Exercise instructions
- a) In the chainsaw sharpener thread, how much does grizzman pay each time he has his chain sharpened?
- b) Do the following statements agree with the chainsaw sharpener thread? Answer yes or no for each, quoting the deciding words: (i) Tennessee has used the sharpener many times. (ii) lumberjoe says sharpening chainsaw blades by hand can be done in the field. (iii) grizzman does not have a file for his chain.
- c) From the chainsaw sharpener thread, copy the stretch from "I have one of" through "it works!! Thanks!".

# Chicago Electric Chainsaw Sharpener



## Tennessee

I have one of these for years now. Never used it. Turns out my saw doesn't get used enough to dull a chain, but I am getting close. Good to know it works!! Thanks!


----------



## grizzman

i would really like to know if you have really used it and if it works, if your really happy with it getting the chain sharp, i know when i use my chainsaw, i want that thing to cut, i want the chips flying, do you get that with this, if so i will but one, taking it in to get it sharpened is a real hassle..and 7 dollars each time, i do have the right file for my chain, but its a true art getting to use it right so that the chain is really sharp..so…...does it really work…i hope it does, i would love for this to really work


----------



## lumberjoe

grizzman, i have used this. I wasn't thrilled with the results. The chain was sharper that it was before it came off bar, but not even as close to as sharp as I can get it by hand with some files. Sharpening chainsaw blades by hand is REALLY easy and can be done in the field. Once you do it you'll wonder why you ever paid someone.

Entries provided
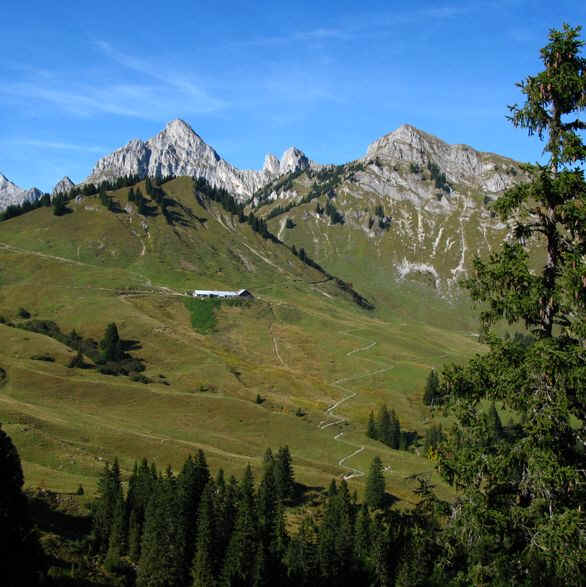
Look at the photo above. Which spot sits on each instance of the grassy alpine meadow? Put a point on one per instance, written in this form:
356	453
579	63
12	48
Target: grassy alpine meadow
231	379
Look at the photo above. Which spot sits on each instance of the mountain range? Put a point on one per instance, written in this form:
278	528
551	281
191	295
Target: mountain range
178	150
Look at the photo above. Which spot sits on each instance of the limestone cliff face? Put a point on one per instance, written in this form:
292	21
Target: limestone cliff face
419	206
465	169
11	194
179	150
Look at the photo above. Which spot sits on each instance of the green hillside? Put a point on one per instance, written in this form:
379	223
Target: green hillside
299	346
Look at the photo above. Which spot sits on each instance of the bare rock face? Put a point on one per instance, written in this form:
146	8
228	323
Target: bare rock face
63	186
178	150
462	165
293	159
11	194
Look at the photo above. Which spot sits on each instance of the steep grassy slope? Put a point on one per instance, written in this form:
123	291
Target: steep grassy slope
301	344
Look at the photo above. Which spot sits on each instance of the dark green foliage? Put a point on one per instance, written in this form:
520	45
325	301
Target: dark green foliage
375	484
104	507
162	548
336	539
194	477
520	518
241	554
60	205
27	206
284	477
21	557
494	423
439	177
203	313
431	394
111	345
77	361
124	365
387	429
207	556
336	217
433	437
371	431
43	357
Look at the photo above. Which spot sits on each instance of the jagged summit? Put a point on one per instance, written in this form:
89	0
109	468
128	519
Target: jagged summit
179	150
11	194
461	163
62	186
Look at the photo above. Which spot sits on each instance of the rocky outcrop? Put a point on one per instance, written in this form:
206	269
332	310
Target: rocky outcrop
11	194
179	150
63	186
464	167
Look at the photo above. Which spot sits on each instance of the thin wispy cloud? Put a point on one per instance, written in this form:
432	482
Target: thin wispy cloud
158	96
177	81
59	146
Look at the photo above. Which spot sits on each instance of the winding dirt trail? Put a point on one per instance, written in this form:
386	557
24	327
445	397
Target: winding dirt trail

Full answers
- a) 7 dollars each time.

- b)
(i) No: "Never used it."
(ii) Yes: "Sharpening chainsaw blades by hand is REALLY easy and can be done in the field."
(iii) No: "i do have the right file for my chain"

- c)
I have one of these for years now. Never used it. Turns out my saw doesn't get used enough to dull a chain, but I am getting close. Good to know it works!! Thanks!